Task instructions:
1 - How would you translate this sentence from the certified-diamonds excerpt into Spanish: "By far the most important characteristic you should key on is the Clarity."
2 - Using the certified-diamonds excerpt, what are the answers to these questions?
(a) What does the Carat criterion measure?
(b) Which clarity level is named as the lowest certified level where inclusions will not be visible?
(c) In what carat range were the stones listed for demonstration purposes?
3 - Can you reproduce word for word the part of the certified-diamonds excerpt that begins with the words containing "The easy answer" and ends with "sight unseen online."?

The list above just covers stuff that I know about with my own employer. There may be others in your own experience, all you need to do is to keep an eye out.

Categories: Personal Finance Tags:

How To Buy Certified Diamonds

June 14th, 2010 No comments

In this previous article, I talked about when you would want to buy certified diamonds and when you wouldn’t. Today, I talk about what’s important in a certified diamond and how to get the most bang for your buck. First, here’s a recap of the 4Cs of buying certified diamonds. The certification process measures a lot of stuff, but these are the basic criteria (4Cs) that are the most important.

  • Cut – how well the diamond reflects light.
  • Clarity – how clear the diamond is, the inclusions (flaws) it has.
  • Carat – the diamond weight.
  • Color – the degree of color in the stone.

By far the most important characteristic you should key on is the Clarity. When you look at the diamond you want it to appear clear and shiny. Diamonds have different types of imperfections, such as inclusions or blemishes. Almost all diamonds have imperfections, but only some will be prominent enough that you can see them. So, the question is how can you buy diamonds such that you can be certain that they will look clear and shiny?

The easy answer is to go to the lowest certified level where inclusions will not be visible. Based upon my own research as well as the buying habits of others, that level is VS2. Here’s a summary of diamond clarity:

BlueNile has a useful tool that summarizes what most people buy. For demonstration purposes, I have listed stones in the 1-2 carat range, which is a typical size for a solitaire setting. By far the most popular clarity is VS2.

If you buy at that clarity you are virtually certain to get a clear diamond, even if you buy it sight unseen online.

Collection entries:
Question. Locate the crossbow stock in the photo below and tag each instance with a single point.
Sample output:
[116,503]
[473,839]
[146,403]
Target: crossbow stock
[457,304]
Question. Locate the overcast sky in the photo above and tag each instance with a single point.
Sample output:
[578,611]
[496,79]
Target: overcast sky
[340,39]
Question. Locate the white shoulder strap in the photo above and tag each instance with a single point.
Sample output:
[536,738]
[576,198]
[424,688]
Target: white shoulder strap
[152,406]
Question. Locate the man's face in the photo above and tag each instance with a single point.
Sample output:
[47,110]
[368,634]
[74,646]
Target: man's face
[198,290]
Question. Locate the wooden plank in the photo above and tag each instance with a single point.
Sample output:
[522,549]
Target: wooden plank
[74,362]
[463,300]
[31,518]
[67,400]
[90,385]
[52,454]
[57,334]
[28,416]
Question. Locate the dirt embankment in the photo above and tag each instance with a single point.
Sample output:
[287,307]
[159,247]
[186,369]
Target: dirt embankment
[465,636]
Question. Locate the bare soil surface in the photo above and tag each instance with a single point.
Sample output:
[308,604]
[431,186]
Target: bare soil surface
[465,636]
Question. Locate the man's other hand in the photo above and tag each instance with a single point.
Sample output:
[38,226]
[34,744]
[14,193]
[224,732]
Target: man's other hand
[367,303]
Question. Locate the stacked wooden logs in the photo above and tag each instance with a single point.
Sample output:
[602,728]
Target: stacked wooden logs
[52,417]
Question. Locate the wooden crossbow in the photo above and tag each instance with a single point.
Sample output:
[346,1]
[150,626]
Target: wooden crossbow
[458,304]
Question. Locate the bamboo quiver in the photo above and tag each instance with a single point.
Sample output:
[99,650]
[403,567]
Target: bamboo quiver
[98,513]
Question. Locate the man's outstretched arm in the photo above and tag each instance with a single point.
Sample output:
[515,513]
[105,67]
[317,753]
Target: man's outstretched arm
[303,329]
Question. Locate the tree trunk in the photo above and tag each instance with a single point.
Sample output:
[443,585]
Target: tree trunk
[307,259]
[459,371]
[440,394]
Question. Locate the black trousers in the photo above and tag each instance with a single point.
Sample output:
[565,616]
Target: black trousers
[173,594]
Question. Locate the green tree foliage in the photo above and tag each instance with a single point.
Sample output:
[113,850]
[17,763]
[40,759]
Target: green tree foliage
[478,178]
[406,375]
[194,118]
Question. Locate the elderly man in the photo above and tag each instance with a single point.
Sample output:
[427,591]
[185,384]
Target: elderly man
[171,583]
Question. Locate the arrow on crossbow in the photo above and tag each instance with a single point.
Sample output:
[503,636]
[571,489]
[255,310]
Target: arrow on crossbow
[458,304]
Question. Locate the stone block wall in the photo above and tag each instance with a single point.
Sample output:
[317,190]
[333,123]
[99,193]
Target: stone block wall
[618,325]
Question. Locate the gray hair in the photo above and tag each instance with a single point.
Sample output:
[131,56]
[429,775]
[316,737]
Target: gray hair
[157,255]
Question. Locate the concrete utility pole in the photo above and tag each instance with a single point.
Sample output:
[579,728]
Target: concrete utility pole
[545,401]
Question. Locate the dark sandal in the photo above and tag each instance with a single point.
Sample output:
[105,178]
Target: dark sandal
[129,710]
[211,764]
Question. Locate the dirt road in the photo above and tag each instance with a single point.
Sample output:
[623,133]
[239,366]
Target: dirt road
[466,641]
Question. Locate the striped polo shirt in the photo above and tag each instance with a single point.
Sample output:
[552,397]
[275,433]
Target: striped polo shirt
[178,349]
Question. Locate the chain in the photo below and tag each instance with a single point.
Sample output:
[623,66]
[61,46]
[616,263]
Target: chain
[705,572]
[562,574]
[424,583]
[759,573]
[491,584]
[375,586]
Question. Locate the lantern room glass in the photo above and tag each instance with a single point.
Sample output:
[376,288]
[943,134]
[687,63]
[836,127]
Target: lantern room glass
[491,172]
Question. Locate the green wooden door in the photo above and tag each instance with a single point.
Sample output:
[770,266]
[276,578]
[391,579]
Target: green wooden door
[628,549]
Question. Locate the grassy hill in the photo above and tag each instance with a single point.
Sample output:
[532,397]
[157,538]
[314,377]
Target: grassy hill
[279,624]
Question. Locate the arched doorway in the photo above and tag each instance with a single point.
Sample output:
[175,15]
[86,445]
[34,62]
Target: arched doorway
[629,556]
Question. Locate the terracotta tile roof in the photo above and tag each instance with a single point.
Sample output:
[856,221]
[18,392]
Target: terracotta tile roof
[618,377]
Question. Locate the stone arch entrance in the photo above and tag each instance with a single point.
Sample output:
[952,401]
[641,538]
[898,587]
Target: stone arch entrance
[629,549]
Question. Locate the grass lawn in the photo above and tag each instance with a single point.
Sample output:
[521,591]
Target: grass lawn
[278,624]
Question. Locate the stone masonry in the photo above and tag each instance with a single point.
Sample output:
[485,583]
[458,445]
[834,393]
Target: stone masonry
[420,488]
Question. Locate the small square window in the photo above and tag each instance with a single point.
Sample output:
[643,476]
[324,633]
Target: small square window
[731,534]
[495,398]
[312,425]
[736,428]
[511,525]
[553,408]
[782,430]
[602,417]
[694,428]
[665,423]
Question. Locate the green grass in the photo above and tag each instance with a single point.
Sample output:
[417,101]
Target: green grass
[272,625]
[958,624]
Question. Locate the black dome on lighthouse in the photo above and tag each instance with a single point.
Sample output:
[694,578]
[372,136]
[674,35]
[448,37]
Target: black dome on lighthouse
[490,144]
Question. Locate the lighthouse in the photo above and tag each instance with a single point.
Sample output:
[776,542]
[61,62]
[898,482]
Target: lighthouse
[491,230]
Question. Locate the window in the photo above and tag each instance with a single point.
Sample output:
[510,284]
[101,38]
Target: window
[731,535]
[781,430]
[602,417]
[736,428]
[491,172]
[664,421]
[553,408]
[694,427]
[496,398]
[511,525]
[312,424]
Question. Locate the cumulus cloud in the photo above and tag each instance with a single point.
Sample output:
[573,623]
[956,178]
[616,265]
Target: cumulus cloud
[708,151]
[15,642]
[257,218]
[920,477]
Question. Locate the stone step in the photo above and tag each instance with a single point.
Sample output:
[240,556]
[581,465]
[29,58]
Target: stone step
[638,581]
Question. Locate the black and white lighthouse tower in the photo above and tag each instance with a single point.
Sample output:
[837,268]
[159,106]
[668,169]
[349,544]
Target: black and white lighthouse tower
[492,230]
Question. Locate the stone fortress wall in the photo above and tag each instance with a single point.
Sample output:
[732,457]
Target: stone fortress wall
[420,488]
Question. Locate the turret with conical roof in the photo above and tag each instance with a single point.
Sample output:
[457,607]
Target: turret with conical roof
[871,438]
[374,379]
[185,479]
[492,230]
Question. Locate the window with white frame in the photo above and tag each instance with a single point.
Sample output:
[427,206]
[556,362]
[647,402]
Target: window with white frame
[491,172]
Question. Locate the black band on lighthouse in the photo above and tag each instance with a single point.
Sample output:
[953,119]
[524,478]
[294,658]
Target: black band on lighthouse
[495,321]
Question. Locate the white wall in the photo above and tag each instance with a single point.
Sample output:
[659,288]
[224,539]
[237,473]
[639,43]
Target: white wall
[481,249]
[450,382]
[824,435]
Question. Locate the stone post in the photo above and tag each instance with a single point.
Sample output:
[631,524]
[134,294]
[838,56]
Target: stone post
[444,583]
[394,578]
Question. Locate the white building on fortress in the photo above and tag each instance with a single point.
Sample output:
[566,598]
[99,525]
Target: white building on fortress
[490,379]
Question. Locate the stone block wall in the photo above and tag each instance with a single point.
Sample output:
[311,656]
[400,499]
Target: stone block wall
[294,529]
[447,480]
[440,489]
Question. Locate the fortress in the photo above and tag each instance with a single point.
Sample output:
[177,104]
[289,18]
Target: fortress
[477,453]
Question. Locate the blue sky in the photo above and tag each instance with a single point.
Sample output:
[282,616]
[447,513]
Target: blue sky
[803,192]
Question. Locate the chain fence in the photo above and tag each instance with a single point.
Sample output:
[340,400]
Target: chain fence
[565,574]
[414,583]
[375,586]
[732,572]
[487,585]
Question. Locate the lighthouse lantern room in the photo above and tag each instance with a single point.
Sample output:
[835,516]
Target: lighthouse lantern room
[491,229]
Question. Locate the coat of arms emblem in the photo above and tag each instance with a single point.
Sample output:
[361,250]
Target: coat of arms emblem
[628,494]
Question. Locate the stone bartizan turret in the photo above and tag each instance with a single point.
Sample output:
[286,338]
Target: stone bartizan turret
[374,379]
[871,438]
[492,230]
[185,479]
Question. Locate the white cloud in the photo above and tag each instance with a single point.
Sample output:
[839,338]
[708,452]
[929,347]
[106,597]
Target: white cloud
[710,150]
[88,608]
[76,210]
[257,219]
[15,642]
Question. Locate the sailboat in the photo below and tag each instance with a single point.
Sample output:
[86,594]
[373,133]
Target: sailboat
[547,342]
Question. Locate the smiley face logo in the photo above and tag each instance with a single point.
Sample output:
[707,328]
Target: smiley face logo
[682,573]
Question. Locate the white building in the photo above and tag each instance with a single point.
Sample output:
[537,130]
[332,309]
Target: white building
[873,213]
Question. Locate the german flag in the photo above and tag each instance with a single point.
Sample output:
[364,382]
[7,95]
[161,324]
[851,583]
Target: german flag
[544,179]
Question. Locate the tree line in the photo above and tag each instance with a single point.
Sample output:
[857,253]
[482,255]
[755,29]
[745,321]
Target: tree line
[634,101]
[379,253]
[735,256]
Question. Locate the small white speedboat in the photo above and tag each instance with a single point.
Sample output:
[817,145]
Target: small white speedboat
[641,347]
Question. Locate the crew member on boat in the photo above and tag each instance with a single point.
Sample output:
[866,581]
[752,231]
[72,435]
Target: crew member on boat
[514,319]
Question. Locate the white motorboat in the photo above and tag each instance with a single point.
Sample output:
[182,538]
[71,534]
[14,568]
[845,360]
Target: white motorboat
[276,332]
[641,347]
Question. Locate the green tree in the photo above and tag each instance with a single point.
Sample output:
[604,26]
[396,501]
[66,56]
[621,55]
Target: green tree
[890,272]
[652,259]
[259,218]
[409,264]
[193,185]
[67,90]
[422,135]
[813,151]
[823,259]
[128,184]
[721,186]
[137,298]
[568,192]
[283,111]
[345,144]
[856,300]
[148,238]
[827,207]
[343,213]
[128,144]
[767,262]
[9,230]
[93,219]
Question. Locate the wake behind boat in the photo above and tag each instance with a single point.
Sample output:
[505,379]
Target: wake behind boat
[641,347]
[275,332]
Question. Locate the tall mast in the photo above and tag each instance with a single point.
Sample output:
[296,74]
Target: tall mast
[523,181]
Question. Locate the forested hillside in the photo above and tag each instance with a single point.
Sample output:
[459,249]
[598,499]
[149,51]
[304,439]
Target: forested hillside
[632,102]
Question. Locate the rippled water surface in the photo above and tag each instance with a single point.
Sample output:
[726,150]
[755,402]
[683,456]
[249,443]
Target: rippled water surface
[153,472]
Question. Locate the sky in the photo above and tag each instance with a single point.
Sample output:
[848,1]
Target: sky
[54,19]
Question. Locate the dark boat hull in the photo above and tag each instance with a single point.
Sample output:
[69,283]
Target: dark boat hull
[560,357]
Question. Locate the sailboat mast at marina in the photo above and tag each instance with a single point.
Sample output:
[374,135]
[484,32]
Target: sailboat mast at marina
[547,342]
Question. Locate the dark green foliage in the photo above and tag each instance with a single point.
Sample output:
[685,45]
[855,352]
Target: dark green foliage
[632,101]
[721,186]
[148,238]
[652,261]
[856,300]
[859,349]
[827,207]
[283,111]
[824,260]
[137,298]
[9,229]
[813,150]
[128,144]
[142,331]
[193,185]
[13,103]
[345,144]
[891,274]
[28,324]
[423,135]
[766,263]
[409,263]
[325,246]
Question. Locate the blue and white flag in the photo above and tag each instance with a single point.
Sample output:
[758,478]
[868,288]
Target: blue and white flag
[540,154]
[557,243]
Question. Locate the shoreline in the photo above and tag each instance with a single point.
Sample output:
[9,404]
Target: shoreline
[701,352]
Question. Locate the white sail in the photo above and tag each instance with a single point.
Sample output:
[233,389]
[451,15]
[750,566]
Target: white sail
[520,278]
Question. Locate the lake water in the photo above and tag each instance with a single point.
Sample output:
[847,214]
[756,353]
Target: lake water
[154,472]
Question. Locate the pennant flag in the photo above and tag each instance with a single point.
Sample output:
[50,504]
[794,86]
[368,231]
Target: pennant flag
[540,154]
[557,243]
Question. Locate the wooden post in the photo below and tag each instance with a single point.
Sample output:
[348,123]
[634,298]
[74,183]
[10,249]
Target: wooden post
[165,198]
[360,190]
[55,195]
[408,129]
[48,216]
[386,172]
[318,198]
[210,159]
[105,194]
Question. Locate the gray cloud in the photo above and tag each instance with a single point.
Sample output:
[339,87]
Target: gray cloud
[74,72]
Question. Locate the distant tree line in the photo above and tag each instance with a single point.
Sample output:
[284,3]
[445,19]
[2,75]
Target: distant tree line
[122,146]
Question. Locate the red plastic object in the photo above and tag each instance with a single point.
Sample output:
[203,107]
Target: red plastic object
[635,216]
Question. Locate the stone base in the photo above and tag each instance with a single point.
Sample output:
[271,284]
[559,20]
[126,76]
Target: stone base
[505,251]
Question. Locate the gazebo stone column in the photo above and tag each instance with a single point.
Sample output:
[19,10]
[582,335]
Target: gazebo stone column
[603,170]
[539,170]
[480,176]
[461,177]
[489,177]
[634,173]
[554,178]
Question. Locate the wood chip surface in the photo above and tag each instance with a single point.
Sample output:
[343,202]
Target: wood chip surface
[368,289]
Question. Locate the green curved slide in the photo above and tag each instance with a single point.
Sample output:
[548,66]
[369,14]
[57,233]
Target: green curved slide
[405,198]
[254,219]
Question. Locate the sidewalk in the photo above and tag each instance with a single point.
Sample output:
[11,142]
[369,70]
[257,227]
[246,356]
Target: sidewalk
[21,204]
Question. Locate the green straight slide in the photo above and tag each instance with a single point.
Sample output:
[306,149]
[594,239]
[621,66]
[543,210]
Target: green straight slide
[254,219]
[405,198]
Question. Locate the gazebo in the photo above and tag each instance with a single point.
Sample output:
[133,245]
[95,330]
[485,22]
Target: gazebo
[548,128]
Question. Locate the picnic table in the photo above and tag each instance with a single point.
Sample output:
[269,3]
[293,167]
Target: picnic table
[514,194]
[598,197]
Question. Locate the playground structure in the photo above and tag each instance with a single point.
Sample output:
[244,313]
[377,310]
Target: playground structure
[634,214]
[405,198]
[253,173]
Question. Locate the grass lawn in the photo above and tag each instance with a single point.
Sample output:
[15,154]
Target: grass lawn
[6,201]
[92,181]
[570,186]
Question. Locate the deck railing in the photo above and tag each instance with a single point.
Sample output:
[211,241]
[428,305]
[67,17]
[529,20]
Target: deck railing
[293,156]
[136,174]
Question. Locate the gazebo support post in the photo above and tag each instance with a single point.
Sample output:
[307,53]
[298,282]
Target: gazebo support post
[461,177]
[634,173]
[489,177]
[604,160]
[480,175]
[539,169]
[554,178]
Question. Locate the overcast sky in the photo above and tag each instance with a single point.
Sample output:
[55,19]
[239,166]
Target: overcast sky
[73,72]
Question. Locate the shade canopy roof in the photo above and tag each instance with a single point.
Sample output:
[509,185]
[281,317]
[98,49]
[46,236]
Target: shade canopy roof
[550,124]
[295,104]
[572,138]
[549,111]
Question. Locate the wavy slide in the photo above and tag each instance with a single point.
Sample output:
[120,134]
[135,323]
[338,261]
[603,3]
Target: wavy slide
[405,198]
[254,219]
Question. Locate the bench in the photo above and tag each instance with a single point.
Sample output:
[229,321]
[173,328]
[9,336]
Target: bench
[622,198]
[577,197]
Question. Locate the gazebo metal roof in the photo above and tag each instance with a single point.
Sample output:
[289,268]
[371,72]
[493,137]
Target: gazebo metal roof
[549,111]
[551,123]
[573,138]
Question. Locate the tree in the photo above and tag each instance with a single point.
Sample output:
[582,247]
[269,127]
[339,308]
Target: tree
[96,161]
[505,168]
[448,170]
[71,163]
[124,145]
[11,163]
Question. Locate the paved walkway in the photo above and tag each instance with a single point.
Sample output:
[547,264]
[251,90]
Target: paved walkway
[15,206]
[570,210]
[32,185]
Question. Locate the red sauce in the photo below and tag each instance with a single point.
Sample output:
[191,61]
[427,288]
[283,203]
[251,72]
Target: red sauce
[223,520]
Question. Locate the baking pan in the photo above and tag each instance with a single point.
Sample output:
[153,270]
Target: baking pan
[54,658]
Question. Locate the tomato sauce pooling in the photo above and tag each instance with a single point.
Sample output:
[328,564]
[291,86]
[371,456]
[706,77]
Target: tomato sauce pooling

Expected responses:
1 - Con diferencia, la característica más importante en la que debe fijarse es la claridad.

2 -
(a) The diamond weight.
(b) VS2.
(c) The 1-2 carat range.

3 -
The easy answer is to go to the lowest certified level where inclusions will not be visible. Based upon my own research as well as the buying habits of others, that level is VS2. Here’s a summary of diamond clarity:

BlueNile has a useful tool that summarizes what most people buy. For demonstration purposes, I have listed stones in the 1-2 carat range, which is a typical size for a solitaire setting. By far the most popular clarity is VS2.

If you buy at that clarity you are virtually certain to get a clear diamond, even if you buy it sight unseen online.